One exact copy of the listing is needed. It should contain no pictures.

○ ○ ○ ○ ○

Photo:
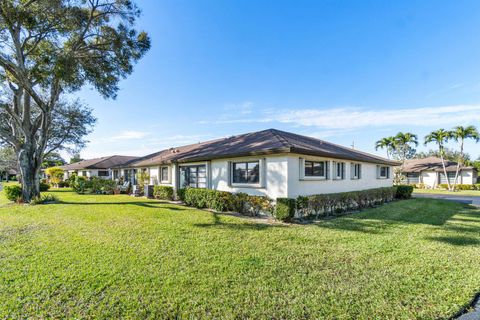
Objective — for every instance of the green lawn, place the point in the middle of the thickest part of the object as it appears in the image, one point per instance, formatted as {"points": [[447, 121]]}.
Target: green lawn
{"points": [[117, 256], [439, 191]]}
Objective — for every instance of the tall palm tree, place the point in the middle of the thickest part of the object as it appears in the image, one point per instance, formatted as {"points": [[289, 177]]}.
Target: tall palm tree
{"points": [[440, 137], [387, 143], [460, 134], [403, 141]]}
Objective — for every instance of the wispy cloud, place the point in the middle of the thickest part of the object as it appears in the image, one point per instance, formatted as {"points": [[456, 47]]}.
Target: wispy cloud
{"points": [[129, 135], [355, 118]]}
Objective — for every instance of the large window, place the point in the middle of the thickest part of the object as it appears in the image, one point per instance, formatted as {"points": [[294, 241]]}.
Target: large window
{"points": [[103, 173], [193, 176], [246, 172], [315, 169], [164, 174], [384, 172], [339, 170]]}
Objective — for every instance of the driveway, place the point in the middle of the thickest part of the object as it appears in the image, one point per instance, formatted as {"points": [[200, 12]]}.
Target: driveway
{"points": [[473, 200]]}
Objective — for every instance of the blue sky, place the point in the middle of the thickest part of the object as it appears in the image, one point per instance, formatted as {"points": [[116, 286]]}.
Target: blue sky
{"points": [[342, 71]]}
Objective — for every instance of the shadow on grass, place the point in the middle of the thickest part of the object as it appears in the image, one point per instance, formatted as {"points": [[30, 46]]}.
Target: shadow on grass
{"points": [[218, 223], [379, 220]]}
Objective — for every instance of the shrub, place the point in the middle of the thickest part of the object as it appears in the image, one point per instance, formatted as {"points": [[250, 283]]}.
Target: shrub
{"points": [[13, 193], [163, 192], [336, 203], [44, 199], [181, 194], [44, 187], [403, 192], [285, 209]]}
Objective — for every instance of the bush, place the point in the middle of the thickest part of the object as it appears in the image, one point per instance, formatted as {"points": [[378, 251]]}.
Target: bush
{"points": [[285, 209], [181, 194], [13, 193], [44, 187], [404, 192], [163, 192], [44, 199], [336, 203]]}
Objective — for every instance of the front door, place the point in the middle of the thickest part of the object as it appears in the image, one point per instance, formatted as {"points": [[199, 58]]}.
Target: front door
{"points": [[193, 176]]}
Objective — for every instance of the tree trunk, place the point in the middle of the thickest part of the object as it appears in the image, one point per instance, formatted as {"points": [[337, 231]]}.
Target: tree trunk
{"points": [[29, 174], [445, 171], [460, 162]]}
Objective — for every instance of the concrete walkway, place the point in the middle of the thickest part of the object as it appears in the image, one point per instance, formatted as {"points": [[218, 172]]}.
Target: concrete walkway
{"points": [[473, 200]]}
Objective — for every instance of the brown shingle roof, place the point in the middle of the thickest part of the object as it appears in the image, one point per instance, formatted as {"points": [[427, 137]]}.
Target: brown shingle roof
{"points": [[269, 141], [99, 163], [430, 163]]}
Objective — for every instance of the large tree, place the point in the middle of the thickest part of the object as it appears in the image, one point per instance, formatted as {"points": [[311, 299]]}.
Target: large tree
{"points": [[460, 134], [50, 48], [440, 137]]}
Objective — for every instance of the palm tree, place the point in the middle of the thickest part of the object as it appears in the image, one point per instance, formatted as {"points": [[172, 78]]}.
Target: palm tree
{"points": [[403, 142], [387, 143], [459, 134], [440, 137]]}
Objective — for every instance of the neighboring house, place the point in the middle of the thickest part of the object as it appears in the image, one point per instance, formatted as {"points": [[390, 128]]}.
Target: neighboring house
{"points": [[271, 162], [99, 167], [429, 171]]}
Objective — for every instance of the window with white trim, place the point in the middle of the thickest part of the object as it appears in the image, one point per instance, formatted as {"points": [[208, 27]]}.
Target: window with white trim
{"points": [[316, 169], [384, 172], [339, 170], [164, 174], [246, 172], [356, 171]]}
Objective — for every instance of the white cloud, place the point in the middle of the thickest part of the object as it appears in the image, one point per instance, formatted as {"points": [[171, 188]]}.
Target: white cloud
{"points": [[355, 118], [129, 135]]}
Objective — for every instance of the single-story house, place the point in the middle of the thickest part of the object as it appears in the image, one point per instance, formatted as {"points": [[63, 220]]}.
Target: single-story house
{"points": [[99, 167], [273, 163], [429, 171]]}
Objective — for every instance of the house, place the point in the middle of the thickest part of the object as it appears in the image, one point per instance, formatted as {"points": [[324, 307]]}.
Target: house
{"points": [[272, 163], [99, 167], [429, 171]]}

○ ○ ○ ○ ○

TASK RESPONSE ->
Photo:
Objective — for every instance of the green lawn, place the point in the middle of the thickest part of the object as it appears in the image, one point per instance, formatted as {"points": [[447, 121]]}.
Target: green lawn
{"points": [[117, 256], [439, 191]]}
Objective — for every instance of the tall palm tree, place the point in the middle of the thickest part of the object as it appears in the image, one point per instance, formatted as {"points": [[289, 177]]}.
Target: tall palm tree
{"points": [[440, 137], [387, 143], [460, 134], [403, 141]]}
Objective — for every instance of the wispy cloud, place the point in the middle of the thickest part of the object as it appears in the image, one point per instance, formatted as {"points": [[456, 47]]}.
Target: wispy cloud
{"points": [[129, 135], [355, 118]]}
Objective — for every instance of the large window, place the point in the middle of the thickest part of the object as it appears in the image, one point per instance, formatted as {"points": [[294, 241]]}.
Target: large window
{"points": [[103, 173], [193, 176], [246, 172], [315, 169], [164, 174], [384, 172], [339, 170]]}
Objective — for every instance of the driveway, place the point in the middle of the thickest part of the object as it appears in the image, one point per instance, formatted as {"points": [[200, 12]]}.
Target: driveway
{"points": [[473, 200]]}
Objective — for every instance of the blue sky, place the point in the middle of the thickest part of the object as it appears in the image, one point per instance, formatted as {"points": [[116, 286]]}.
Target: blue sky
{"points": [[342, 71]]}
Objective — for every instance of the shadow on grass, place the point in the middle of the thickest part of the object as it appears in the image, one point per instance, formatted as {"points": [[30, 46]]}.
Target: shadow on grass
{"points": [[218, 223], [379, 220]]}
Objective — for every instance of the shrub, place the point in the middle of the thickest part of the object as it appears in the image, one point per instance, formatted as {"points": [[250, 283]]}.
Target: shrub
{"points": [[13, 193], [163, 192], [336, 203], [44, 199], [181, 194], [44, 187], [403, 192], [285, 209]]}
Objective — for every instance of the bush, place the point in the middle of the thickest part of the object as it appears in the image, one point per instance, formatted as {"points": [[378, 251]]}.
Target: bush
{"points": [[285, 209], [181, 194], [13, 193], [44, 187], [404, 192], [163, 192], [44, 199], [336, 203]]}
Objective — for every instance of the front door, place the point in the middle of the thickest part of the object as it appears in the image, one point per instance, formatted as {"points": [[199, 58]]}.
Target: front door
{"points": [[193, 176]]}
Objective — for every instance of the tree trunk, place the point in the middle of the thickest part of the object as it appears in the image, one point per instance, formatted as {"points": [[337, 231]]}.
Target: tree trunk
{"points": [[29, 174], [445, 171], [460, 162]]}
Objective — for every instance of the concrete walkway, place the point in the middle of the thickest part of the object as it appears in the image, one point per instance, formatted as {"points": [[218, 172]]}.
Target: concrete walkway
{"points": [[473, 200]]}
Objective — for every instance of the brown shingle roof, place the point in the middle of the thickest part of the object as it appears in the image, one point per instance, formatted as {"points": [[427, 137]]}.
Target: brown shingle roof
{"points": [[269, 141], [99, 163], [430, 163]]}
Objective — for every instance of the large tree, place the point in the middle of the thickest part of the object as it appears in the image, one point per instance, formatted as {"points": [[311, 299]]}.
Target: large tree
{"points": [[460, 134], [50, 48], [440, 137]]}
Objective — for every instance of the palm tree, place the point in the middle of the thickest part of the object as it appears in the image, one point per instance, formatted as {"points": [[172, 78]]}.
Target: palm tree
{"points": [[403, 142], [387, 143], [459, 134], [440, 137]]}
Objective — for every instance of the neighboring house, place the point in the middle of the thickest part of the object as it appears in the image, one point per instance, formatted as {"points": [[390, 128]]}.
Target: neighboring house
{"points": [[271, 162], [99, 167], [429, 171]]}
Objective — for every instance of the window with white trim, place the point in the middle of the thickest part of the object as it appears in the image, one point per instance, formatted as {"points": [[208, 27]]}.
Target: window with white trim
{"points": [[316, 169], [384, 172], [339, 170], [164, 174], [246, 172], [356, 171]]}
Objective — for every instance of the white cloud, place the point in the middle of the thickest part of the object as it appears in the image, one point per instance, formatted as {"points": [[171, 188]]}.
Target: white cloud
{"points": [[355, 118], [129, 135]]}
Objective — for every instance of the single-story house, place the point in the middle of the thickest part of the object as it appears in the image, one point per instance, formatted as {"points": [[63, 220]]}.
Target: single-story house
{"points": [[99, 167], [273, 163], [429, 171]]}
Objective — for every instance of the house, place the point in the middle of the thickest part of the object as it appears in the image, one point per instance, formatted as {"points": [[324, 307]]}.
Target: house
{"points": [[272, 163], [99, 167], [429, 171]]}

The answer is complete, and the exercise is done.